▶ [EXCERPTED TEXT]:
........
Most people either love or hate La Laguna.
When we’re sitting gridlocked amongst the La Laguna morning commuters on the TF1 with a flight or ferry to catch and the clock ticking away, we hate it. But when we’re walking its streets and exploring its UNESCO World Heritage Centre we love it.
It had been a long time since we had visited the Iglesia Santo Domingo de Guzman and been amazed to find stone tombs bearing skull and crossbones laid into the floor of the 16th century Dominican church. Research had revealed that the tombs probably belonged to members of the Order of the Knights Templar. Given that the Order was denounced by the Catholic Church in the 14th century, it’s still a mystery as to why the tombs are in the floor of a 16th century Dominican church. And it’s not the only mystery La Laguna holds.
After admiring the frescoes that cover one entire side of the church, and visiting the surrealist art exhibition in the Convento Santo Domingo de Guzman next door, we make our way to Plaza del Adelantado and into the little church of the Convento de Santa Catalina. Find yourself on the streets of Plaza del Adelantado on the 15th February and you may be dismayed to see a queue worthy of the promise of a Papal audience, lining the street outside this early 17th century church. They are believers, and they’ve come to pray at the coffin of Sister Maria who died in 1731 at the age of 87yrs and whose body was found, three years later, not to have decayed. Every year the coffin is removed from its tomb and something in the region of 15,000 people file through the church to say a prayer over it.
With one mystery and a miracle under our belts, we head down the busy shopping streets towards Iglesia de la Concepción. As we walk and window shop, our appetites are honed to razor sharp by the cooking aromas emanating from the profusion of tascas that line the streets – garlic bread fresh from the oven; chistorras sizzling on the grill; papas fritas crisp from the fryer.
Climbing the Torre de Nuestra Señora de Concepción, the entire city unfolds at our feet. It’s early January, and Christmas decorations twinkle above the heads of the shoppers who throng the narrow streets. Across the red tiled roofs of the town a plane taxis along the runway of the north airport and climbs effortlessly towards the horizon. Beyond the city limits the green tapestry of the Aguere Valley carpets the middle distance between the tall canes and grasses of the former lake, and the jagged peaks of the Anaga Mountains.
........
▶ [TO-DO LIST]:
**a)** Name every food the La Laguna travel piece says can be smelled cooking in the tascas along the shopping streets.
**b)** Pick up the La Laguna travel piece after its final sentence and carry it on in the same voice.
The data that comes next stands apart from the La Laguna travel piece.

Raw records
........
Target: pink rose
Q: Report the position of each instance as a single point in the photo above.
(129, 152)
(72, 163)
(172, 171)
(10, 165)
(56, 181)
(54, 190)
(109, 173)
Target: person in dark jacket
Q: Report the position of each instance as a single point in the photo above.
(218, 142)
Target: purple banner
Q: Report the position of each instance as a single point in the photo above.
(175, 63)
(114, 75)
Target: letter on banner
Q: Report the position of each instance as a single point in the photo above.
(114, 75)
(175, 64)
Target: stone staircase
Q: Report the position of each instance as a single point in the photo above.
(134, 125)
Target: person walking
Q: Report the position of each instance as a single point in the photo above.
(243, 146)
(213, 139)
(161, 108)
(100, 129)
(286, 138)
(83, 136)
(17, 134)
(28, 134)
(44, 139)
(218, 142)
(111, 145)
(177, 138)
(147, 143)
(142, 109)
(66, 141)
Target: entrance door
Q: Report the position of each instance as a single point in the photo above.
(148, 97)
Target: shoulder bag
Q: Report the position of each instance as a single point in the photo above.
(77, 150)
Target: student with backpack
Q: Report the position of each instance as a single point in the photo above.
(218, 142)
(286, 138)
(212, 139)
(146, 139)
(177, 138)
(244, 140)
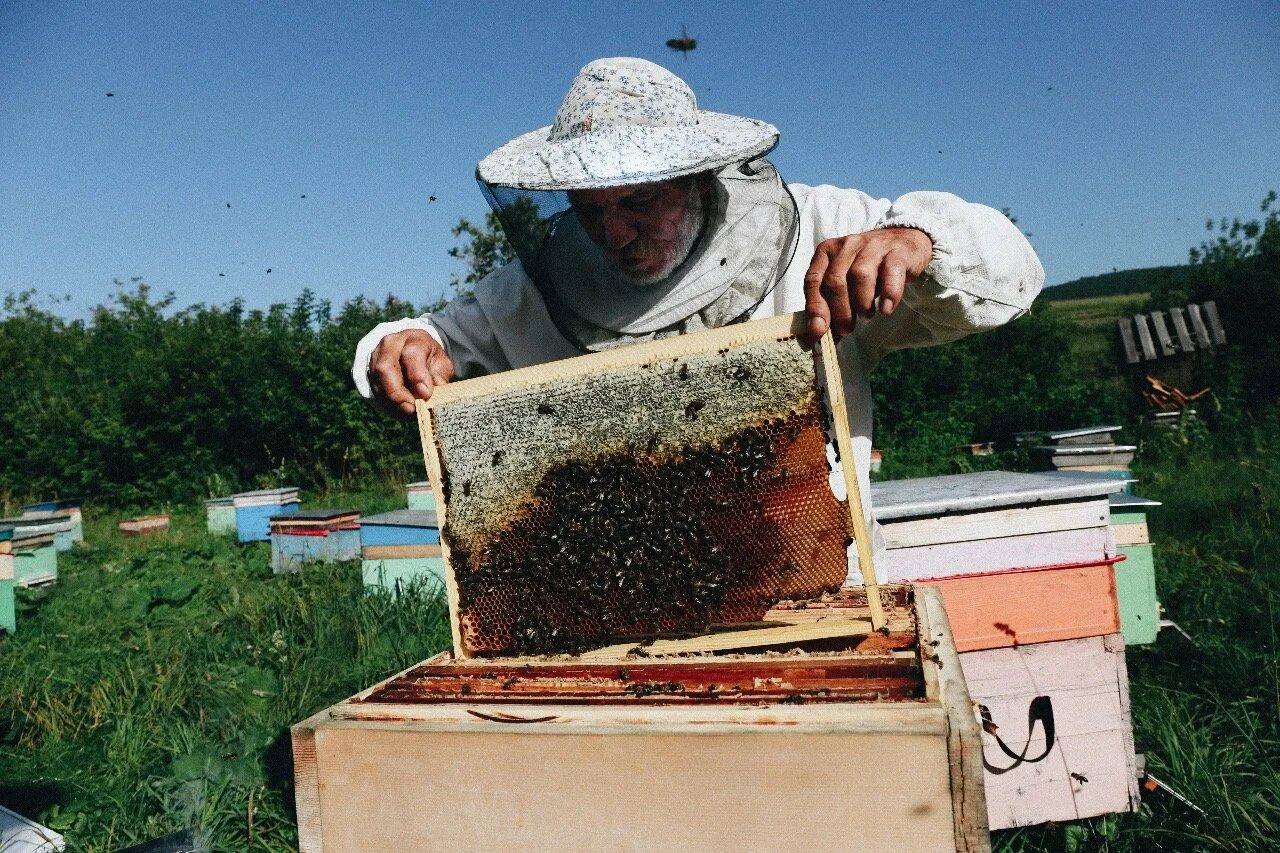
........
▶ [ANSWERS BELOW]:
**a)** Garlic bread, chistorras, papas fritas

**b)**
At this point, it’s no longer physically or mentally possible to ignore the hunger pangs that have been teased beyond endurance and we make our way back to the newly opened San Pablo Gourmet Food Market. Browsing all 34 kiosks, twice, we finally settle on three gourmet tapas for €10, accompanied by a glass of local red wine. The food is cooked to perfection, is presented with creativity and flair and is plate-licking tasty. It’s very difficult to drag ourselves away but La Laguna has so much more to be seen.
Except if you happen to be sitting in a queue on the TF1, I cannot imagine how people cannot love La Laguna, it’s crammed with character, oozing history and buzzing with city life. I can only assume that the people who hate it don’t really know it. And the easy way to correct that, is to follow one of our city walks. Taking in the main attractions, the La Laguna guide is crammed with information, advice and tips on how to get the best from the city, including how to get there, where to park and recommendations for where to eat.
It’s a fascinating city and I defy you not to love it.
The La Laguna – UNESCO World Heritage Site city walking guide is now available to buy online in PDF format for just €3.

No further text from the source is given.